__Obiettivo A__: Secondo l'articolo su Vittorio Bertola, quante presenze aveva raccolto Bertola alla fine del mandato?
__Obiettivo B__: Riprendi l'articolo su Vittorio Bertola e continualo a partire dall'ultima frase riportata.

Beppe Grillo (foto LaPresse)

Un ex del Movimento 5 stelle dice che i populisti fanno schifo

David Allegranti

Vittorio Bertola, fino al 2016 capogruppo in consiglio comunale per il M5s a Torino, dà la sua ricetta per battere il populismo: "Bisogna rovesciarne l’egemonia culturale"

Roma. Fino al 2016 Vittorio Bertola era capogruppo in consiglio comunale per il M5s a Torino, dove tra i banchi sedeva anche la futura sindaca Chiara Appendino, con cui poi ha rotto i rapporti. Ingegnere, blogger, tra i fondatori del partito di Grillo a Torino, molto attivo in Aula: nella prima metà del mandato ha collezionato 1.514 presenze, 698 interventi in aula e 347 atti da primo firmatario, risultando il consigliere comunale M5s più attivo d'Italia. “A fine mandato, con 3.020 presenze, ho stabilito il record nella storia del Comune di Torino”, racconta l’ex capogruppo. Poi, il divorzio dal Movimento: Bertola non si è ricandidato alle ultime lezioni amministrative e ha cominciato a cannoneggiare sulla giunta Appendino.

 

Oggi è ipercritico nei confronti del suo vecchio partito. Sul suo blog ha appena pubblicato un post il cui titolo la dice lunga. “Un futuro alternativo al populismo”. Una via di mezzo tra l’analisi politica e la confessione pubblica, quasi per scusarsi di non aver fatto abbastanza per fermare l’avanzata del populismo. “Ultimamente provo un grande senso di frustrazione e di impotenza per come vanno le cose in Italia e nel mondo”, dice Bertola. “Ciò che mi arrovella, ciò che mi rende spesso negativo, è che vedo il nostro mondo andare verso il disastro; e se fin che facevo politica attiva mi sembrava di far qualcosa per evitarlo, ora che non posso più fare niente mi sento frustrato. Anzi, visto che il M5s invece di evitare questa fine ha cominciato a lavorare attivamente per arrivarci, mi sento anche un po’ responsabile, pur avendo fatto tutto il possibile per combattere questa deriva dall’interno e dall’esterno”.

__Materiale fornito__:

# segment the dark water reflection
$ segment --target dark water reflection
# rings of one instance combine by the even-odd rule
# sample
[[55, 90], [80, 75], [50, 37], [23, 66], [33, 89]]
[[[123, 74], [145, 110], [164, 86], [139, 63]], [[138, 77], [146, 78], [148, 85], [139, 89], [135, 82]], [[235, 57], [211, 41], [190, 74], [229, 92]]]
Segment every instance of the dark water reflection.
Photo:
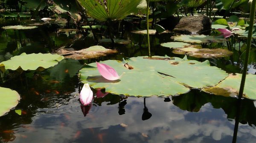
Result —
[[[79, 32], [56, 34], [40, 29], [45, 36], [31, 36], [37, 31], [26, 33], [30, 36], [21, 31], [16, 35], [23, 38], [17, 38], [17, 41], [14, 33], [6, 40], [2, 39], [5, 32], [0, 31], [0, 61], [23, 52], [41, 51], [33, 47], [46, 53], [69, 44], [70, 40], [81, 36], [78, 36]], [[0, 143], [232, 143], [239, 109], [236, 98], [196, 90], [169, 98], [153, 96], [145, 99], [110, 93], [97, 98], [97, 91], [94, 90], [93, 103], [89, 107], [81, 107], [79, 97], [76, 95], [79, 94], [79, 81], [75, 75], [82, 64], [147, 55], [144, 44], [140, 48], [137, 45], [137, 36], [131, 38], [135, 45], [116, 47], [122, 53], [81, 61], [64, 60], [52, 68], [42, 72], [25, 72], [0, 85], [20, 95], [15, 109], [20, 109], [22, 112], [19, 115], [12, 110], [0, 117]], [[39, 37], [41, 39], [38, 40]], [[169, 38], [158, 38], [154, 39], [152, 53], [174, 56], [169, 48], [157, 45], [169, 41]], [[11, 46], [16, 43], [21, 46]], [[83, 46], [93, 43], [88, 42]], [[13, 49], [6, 48], [8, 44]], [[228, 72], [241, 73], [242, 64], [237, 56], [234, 54], [233, 61], [230, 57], [210, 60], [212, 65]], [[254, 59], [251, 59], [249, 70], [252, 73], [256, 72]], [[253, 101], [242, 100], [237, 143], [256, 142], [256, 106]]]

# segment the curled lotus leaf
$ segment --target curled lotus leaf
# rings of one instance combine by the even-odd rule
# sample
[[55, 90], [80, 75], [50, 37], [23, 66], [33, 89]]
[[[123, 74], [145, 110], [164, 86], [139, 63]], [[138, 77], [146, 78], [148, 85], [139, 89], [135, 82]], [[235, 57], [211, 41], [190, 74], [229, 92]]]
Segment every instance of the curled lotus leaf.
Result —
[[221, 24], [212, 24], [212, 29], [218, 29], [218, 28], [226, 28], [228, 27], [227, 25], [224, 25]]
[[[130, 40], [125, 40], [124, 39], [113, 39], [114, 42], [115, 43], [119, 44], [129, 44], [131, 42], [131, 41]], [[100, 43], [111, 43], [112, 41], [110, 39], [102, 39], [99, 40]]]
[[20, 99], [20, 95], [10, 89], [0, 87], [0, 116], [17, 105]]
[[[217, 95], [235, 96], [238, 95], [242, 74], [229, 74], [228, 77], [214, 87], [209, 87], [204, 90]], [[256, 75], [248, 74], [246, 76], [246, 80], [244, 90], [244, 97], [256, 100]]]
[[[135, 34], [141, 34], [141, 35], [146, 35], [147, 34], [147, 30], [137, 30], [133, 31], [131, 32], [132, 33], [134, 33]], [[149, 35], [154, 35], [157, 33], [157, 31], [154, 29], [149, 29], [148, 30], [148, 33]]]
[[99, 21], [122, 20], [137, 11], [140, 0], [78, 0], [90, 17]]
[[[190, 87], [214, 86], [227, 76], [225, 71], [210, 66], [207, 60], [203, 62], [189, 60], [186, 56], [173, 60], [165, 60], [171, 59], [166, 59], [168, 57], [157, 57], [164, 60], [137, 57], [122, 62], [113, 60], [101, 62], [114, 68], [119, 75], [124, 73], [115, 81], [105, 79], [98, 71], [96, 63], [91, 63], [80, 70], [80, 79], [94, 89], [104, 88], [106, 92], [150, 96], [174, 95], [186, 93]], [[127, 68], [127, 63], [133, 68]]]
[[56, 53], [63, 55], [65, 58], [79, 60], [97, 58], [117, 52], [116, 50], [108, 49], [101, 46], [96, 45], [79, 50], [74, 50], [70, 49], [61, 49]]
[[180, 35], [173, 36], [174, 40], [189, 43], [210, 43], [222, 42], [224, 41], [223, 38], [204, 35]]
[[23, 26], [23, 25], [14, 25], [4, 26], [2, 28], [3, 29], [15, 29], [15, 30], [25, 30], [32, 29], [37, 28], [36, 26]]
[[[86, 28], [86, 29], [90, 29], [90, 26], [89, 25], [86, 25], [86, 26], [82, 26], [82, 28]], [[107, 28], [107, 26], [104, 26], [104, 25], [92, 25], [92, 28], [93, 29], [96, 29], [96, 28]]]
[[55, 65], [63, 59], [64, 56], [58, 54], [49, 53], [26, 54], [23, 53], [0, 63], [0, 70], [5, 71], [5, 70], [27, 70], [46, 69]]
[[162, 46], [169, 48], [194, 48], [201, 49], [202, 46], [198, 45], [191, 45], [187, 43], [179, 42], [171, 42], [163, 43], [160, 44]]
[[233, 52], [227, 49], [221, 48], [198, 49], [194, 48], [177, 48], [172, 52], [177, 54], [189, 55], [198, 58], [222, 58], [232, 55]]

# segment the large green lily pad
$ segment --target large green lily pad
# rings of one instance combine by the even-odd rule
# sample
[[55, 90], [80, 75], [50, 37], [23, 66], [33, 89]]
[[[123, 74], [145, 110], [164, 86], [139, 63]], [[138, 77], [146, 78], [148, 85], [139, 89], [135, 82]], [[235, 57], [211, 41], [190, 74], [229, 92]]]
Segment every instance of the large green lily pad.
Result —
[[[216, 86], [204, 89], [204, 90], [215, 95], [234, 96], [238, 95], [242, 78], [242, 74], [230, 74], [225, 80]], [[249, 74], [246, 76], [244, 90], [244, 96], [256, 100], [256, 75]]]
[[[134, 33], [135, 34], [142, 34], [142, 35], [146, 35], [147, 34], [147, 30], [137, 30], [135, 31], [131, 31], [131, 33]], [[157, 33], [157, 31], [154, 29], [149, 29], [148, 30], [148, 33], [149, 35], [154, 35]]]
[[[89, 25], [86, 25], [86, 26], [82, 26], [82, 28], [86, 28], [86, 29], [90, 29], [90, 26]], [[107, 26], [105, 26], [105, 25], [92, 25], [92, 28], [93, 29], [96, 29], [96, 28], [107, 28]]]
[[46, 69], [55, 65], [63, 59], [63, 56], [58, 54], [39, 53], [27, 55], [23, 53], [0, 63], [0, 70], [5, 71], [5, 70], [36, 70], [39, 68]]
[[172, 52], [177, 54], [186, 54], [198, 58], [222, 58], [232, 55], [233, 52], [227, 49], [202, 48], [176, 48]]
[[224, 41], [223, 38], [216, 38], [213, 36], [204, 35], [180, 35], [172, 37], [175, 41], [189, 43], [210, 43], [222, 42]]
[[117, 52], [116, 50], [106, 49], [102, 46], [96, 45], [77, 51], [68, 49], [61, 49], [56, 53], [64, 56], [65, 58], [81, 60], [97, 58]]
[[3, 29], [16, 29], [16, 30], [25, 30], [37, 28], [36, 26], [23, 26], [23, 25], [14, 25], [4, 26], [2, 28]]
[[20, 99], [20, 95], [10, 89], [0, 87], [0, 116], [15, 107]]
[[160, 44], [162, 46], [169, 48], [194, 48], [201, 49], [202, 46], [198, 45], [191, 45], [187, 43], [179, 42], [171, 42], [163, 43]]
[[[114, 68], [119, 75], [125, 73], [119, 80], [116, 81], [104, 79], [99, 73], [96, 63], [91, 63], [80, 70], [81, 80], [94, 88], [105, 88], [106, 92], [116, 94], [149, 96], [185, 93], [189, 91], [190, 87], [200, 88], [215, 85], [227, 76], [225, 71], [210, 66], [208, 61], [201, 62], [188, 60], [186, 56], [183, 59], [160, 58], [164, 58], [155, 60], [137, 57], [122, 62], [102, 62]], [[127, 63], [133, 69], [125, 67]]]
[[[113, 39], [113, 40], [115, 43], [119, 44], [129, 44], [131, 42], [131, 41], [130, 40], [125, 40], [124, 39]], [[102, 39], [99, 40], [99, 43], [111, 43], [112, 41], [110, 39]]]

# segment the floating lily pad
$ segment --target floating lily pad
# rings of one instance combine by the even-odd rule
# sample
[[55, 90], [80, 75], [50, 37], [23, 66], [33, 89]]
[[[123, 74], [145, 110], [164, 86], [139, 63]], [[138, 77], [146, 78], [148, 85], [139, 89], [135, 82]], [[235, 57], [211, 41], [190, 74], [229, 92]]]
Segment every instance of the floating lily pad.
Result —
[[[230, 74], [227, 78], [216, 86], [206, 88], [204, 90], [218, 95], [231, 96], [237, 95], [239, 93], [241, 78], [241, 74], [236, 73], [236, 75]], [[244, 97], [256, 100], [255, 85], [256, 75], [251, 74], [247, 75], [244, 90]]]
[[[125, 40], [124, 39], [113, 39], [115, 43], [119, 44], [129, 44], [131, 42], [131, 41], [130, 40]], [[112, 41], [110, 39], [102, 39], [99, 40], [100, 43], [111, 43]]]
[[[138, 34], [146, 35], [147, 34], [147, 30], [137, 30], [131, 31], [131, 33]], [[157, 33], [157, 31], [155, 30], [149, 29], [148, 30], [149, 35], [154, 35]]]
[[225, 28], [228, 27], [228, 25], [224, 25], [221, 24], [213, 24], [212, 25], [212, 29]]
[[101, 56], [117, 53], [116, 50], [106, 49], [101, 46], [93, 46], [80, 50], [61, 49], [56, 53], [65, 56], [65, 58], [81, 60], [97, 58]]
[[23, 26], [23, 25], [15, 25], [15, 26], [4, 26], [2, 28], [6, 29], [16, 29], [16, 30], [24, 30], [24, 29], [31, 29], [37, 28], [36, 26]]
[[[107, 60], [102, 63], [114, 68], [119, 75], [125, 73], [119, 80], [109, 81], [101, 76], [93, 63], [80, 70], [81, 80], [94, 88], [105, 88], [105, 92], [118, 95], [149, 96], [181, 94], [188, 92], [189, 87], [200, 88], [215, 85], [228, 75], [220, 69], [210, 66], [208, 61], [190, 61], [186, 56], [183, 59], [175, 57], [170, 60], [138, 57], [122, 62]], [[127, 63], [133, 69], [125, 66]]]
[[194, 48], [177, 48], [172, 52], [177, 54], [186, 54], [198, 58], [221, 58], [232, 55], [233, 52], [224, 49], [202, 48], [198, 49]]
[[[83, 26], [82, 26], [82, 28], [86, 28], [86, 29], [90, 29], [90, 26], [89, 26], [89, 25]], [[92, 28], [93, 28], [93, 29], [96, 29], [96, 28], [99, 29], [99, 28], [107, 28], [107, 26], [104, 26], [104, 25], [103, 25], [103, 26], [102, 26], [102, 25], [92, 25]]]
[[209, 43], [222, 42], [224, 41], [223, 38], [216, 38], [213, 36], [204, 35], [181, 35], [173, 37], [175, 41], [189, 43]]
[[0, 63], [0, 70], [36, 70], [39, 68], [46, 69], [55, 65], [64, 59], [64, 56], [57, 54], [39, 53], [27, 55], [23, 53]]
[[167, 43], [163, 43], [160, 44], [162, 46], [169, 48], [194, 48], [197, 49], [201, 49], [202, 46], [198, 45], [191, 45], [187, 43], [178, 42], [172, 42]]
[[0, 87], [0, 116], [17, 105], [20, 97], [15, 91]]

__Risultato atteso A__: A fine mandato Bertola aveva raccolto 3.020 presenze.

__Risultato atteso B__:
 

Il M5s oggi insegue derive protezioniste e tifa per Donald Trump, teorico e pratico dell’isolazionismo americano. Bertola è molto arrabbiato per le posizioni no global dei grillini: “Quando si dice che la globalizzazione ha beneficiato solo ‘l’1 per cento più ricco’ o ‘una piccola minoranza’, si dice una grande bugia. In realtà, dalla globalizzazione hanno guadagnato quasi tutti”. Su scala planetaria, “la globalizzazione ha portato crescita e ricchezza alla grande maggioranza degli esseri umani; negli ultimi trent’anni, miliardi di persone sono uscite dalla povertà”.

 

Bertola attacca anche altri capisaldi del grillismo e del poveraccismo a Cinque Stelle. “I discorsi sulla decrescita felice e sull’amorevole terzomondismo, pur avendo il proprio senso, sono gingilli per gente con la pancia piena e tempo da occupare”. Il problema però è che i populisti vinceranno, dice Bertola, “tra gli applausi della gente”. “Almeno in Italia, il populismo ha già vinto: perché non c’è alcun leader o progetto politico culturalmente alternativo. Berlusconi? Era populista prima di Grillo. Salvini? Un Grillo più xenofobo. Renzi? Renzi ha inseguito Grillo con slogan ad effetto, battute altrettanto arroganti e sparate altrettanto populiste, e se nel brevissimo periodo questo lo ha portato al 40 per cento, nel medio periodo, non avendo ovviamente mantenuto alcunché, si è bruciato”.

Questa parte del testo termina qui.